Problem to work on: Please transcribe exactly the lines from the first line of the records below through the line containing "box: [447, 80, 571, 92]", including both, and omit all pictures.

Collected data:
____
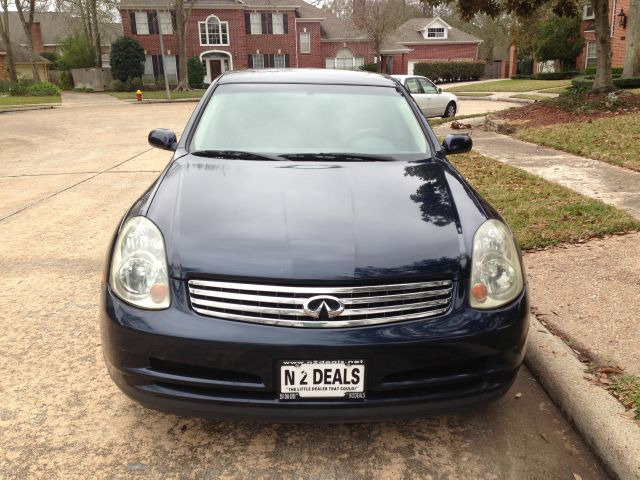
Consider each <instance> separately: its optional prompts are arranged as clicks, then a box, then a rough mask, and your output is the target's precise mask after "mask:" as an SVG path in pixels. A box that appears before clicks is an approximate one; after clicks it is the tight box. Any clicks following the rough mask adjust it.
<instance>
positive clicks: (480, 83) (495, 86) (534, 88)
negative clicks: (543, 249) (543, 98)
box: [447, 80, 571, 92]
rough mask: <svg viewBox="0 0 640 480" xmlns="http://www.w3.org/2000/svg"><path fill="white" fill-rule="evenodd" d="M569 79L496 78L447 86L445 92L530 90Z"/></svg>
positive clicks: (537, 89) (547, 85)
mask: <svg viewBox="0 0 640 480" xmlns="http://www.w3.org/2000/svg"><path fill="white" fill-rule="evenodd" d="M570 84H571V82H570V81H569V80H498V81H496V82H478V83H471V84H469V85H461V86H458V87H452V88H448V89H447V92H530V91H533V90H541V89H543V88H555V87H565V86H567V85H570Z"/></svg>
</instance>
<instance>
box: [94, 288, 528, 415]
mask: <svg viewBox="0 0 640 480" xmlns="http://www.w3.org/2000/svg"><path fill="white" fill-rule="evenodd" d="M172 282H173V285H172V291H173V292H174V296H173V303H172V305H171V307H170V308H169V309H167V310H163V311H155V312H153V311H144V310H140V309H137V308H133V307H131V306H129V305H127V304H125V303H123V302H121V301H120V300H119V299H118V298H117V297H115V296H114V295H113V294H112V293H111V292H110V290H109V289H108V288H105V289H104V296H103V307H102V309H101V332H102V345H103V351H104V355H105V359H106V363H107V366H108V369H109V373H110V375H111V377H112V378H113V380H114V381H115V382H116V384H117V385H118V386H119V387H120V389H121V390H122V391H123V392H124V393H126V394H127V395H128V396H130V397H131V398H133V399H134V400H136V401H138V402H139V403H141V404H143V405H145V406H148V407H151V408H155V409H158V410H163V411H169V412H172V413H177V414H181V415H189V416H199V417H210V418H217V419H225V420H249V421H266V422H305V421H310V422H365V421H384V420H389V419H395V418H403V417H412V416H417V415H426V414H436V413H443V412H449V411H455V410H459V409H462V408H465V407H469V406H474V405H478V404H482V403H486V402H489V401H492V400H495V399H497V398H499V397H500V396H502V395H504V393H506V391H507V390H508V388H509V387H510V386H511V384H512V382H513V380H514V379H515V376H516V374H517V372H518V369H519V367H520V365H521V363H522V360H523V357H524V349H525V344H526V337H527V329H528V316H527V313H528V305H527V297H526V293H525V292H523V293H522V295H521V296H520V297H519V298H518V299H517V300H516V301H515V302H514V303H512V304H510V305H509V306H507V307H505V308H502V309H499V310H495V311H491V312H486V311H479V310H472V309H470V308H468V307H467V306H466V300H465V299H464V298H463V295H458V298H457V300H456V301H455V302H454V305H453V306H452V309H451V311H450V312H449V313H448V314H446V315H443V316H441V317H437V318H428V319H424V320H415V321H407V322H401V323H396V324H387V325H377V326H370V327H355V328H344V329H302V328H287V327H273V326H267V325H258V324H249V323H244V322H237V321H230V320H222V319H216V318H211V317H204V316H201V315H198V314H196V313H194V312H193V311H192V310H191V309H190V306H189V305H188V300H187V297H188V295H187V292H186V291H185V290H186V289H185V285H186V282H181V281H172ZM464 291H466V286H465V285H464V284H463V285H461V288H460V289H458V292H464ZM334 359H364V360H365V361H366V363H367V367H366V368H367V370H366V383H365V389H366V399H364V400H342V399H338V400H336V399H327V400H308V399H301V400H294V401H292V400H279V395H278V393H279V373H278V364H279V361H281V360H334Z"/></svg>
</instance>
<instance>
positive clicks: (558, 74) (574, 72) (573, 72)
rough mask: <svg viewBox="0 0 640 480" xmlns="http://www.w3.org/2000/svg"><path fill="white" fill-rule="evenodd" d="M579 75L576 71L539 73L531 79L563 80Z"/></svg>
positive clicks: (542, 72)
mask: <svg viewBox="0 0 640 480" xmlns="http://www.w3.org/2000/svg"><path fill="white" fill-rule="evenodd" d="M578 75H580V72H578V71H569V72H541V73H536V74H535V75H533V77H532V78H533V79H535V80H564V79H569V78H573V77H576V76H578Z"/></svg>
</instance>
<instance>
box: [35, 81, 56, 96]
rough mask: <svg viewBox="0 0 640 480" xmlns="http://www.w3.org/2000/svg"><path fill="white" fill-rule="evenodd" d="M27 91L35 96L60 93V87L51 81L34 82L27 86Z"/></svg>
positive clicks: (48, 95) (51, 95)
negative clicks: (28, 85)
mask: <svg viewBox="0 0 640 480" xmlns="http://www.w3.org/2000/svg"><path fill="white" fill-rule="evenodd" d="M27 92H28V94H29V95H32V96H34V97H48V96H53V95H60V90H59V89H58V87H56V86H55V85H54V84H53V83H49V82H42V83H34V84H33V85H31V86H29V87H27Z"/></svg>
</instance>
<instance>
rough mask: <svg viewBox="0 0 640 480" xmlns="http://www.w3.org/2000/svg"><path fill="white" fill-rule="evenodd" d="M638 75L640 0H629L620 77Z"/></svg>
mask: <svg viewBox="0 0 640 480" xmlns="http://www.w3.org/2000/svg"><path fill="white" fill-rule="evenodd" d="M631 77H640V0H631V5H630V8H629V31H628V32H627V54H626V56H625V59H624V70H623V71H622V78H631Z"/></svg>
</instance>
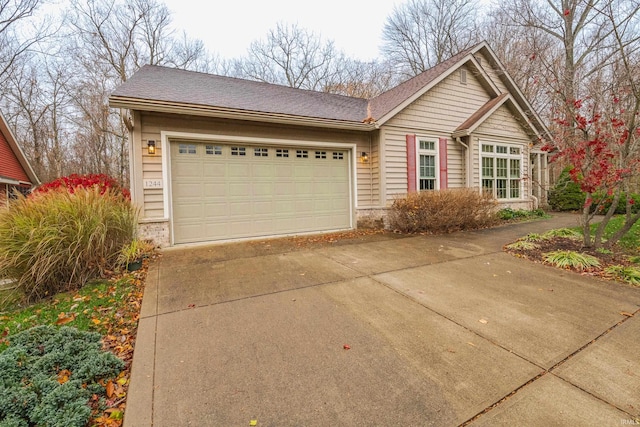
____
Reply:
Consider each <instance> separately: its optional prompts are arranged as clicks, then a box, then a rough mask, and your output is the target's precise mask after "mask:" as an SVG path in pixels. A box that appears before clicks is an approximate one; after clicks it is the tight box. Any clicks following the rough mask adjust it.
<instance>
positive clicks: (480, 83) (495, 86) (534, 88)
negative clicks: (543, 249) (543, 98)
box: [447, 80, 571, 92]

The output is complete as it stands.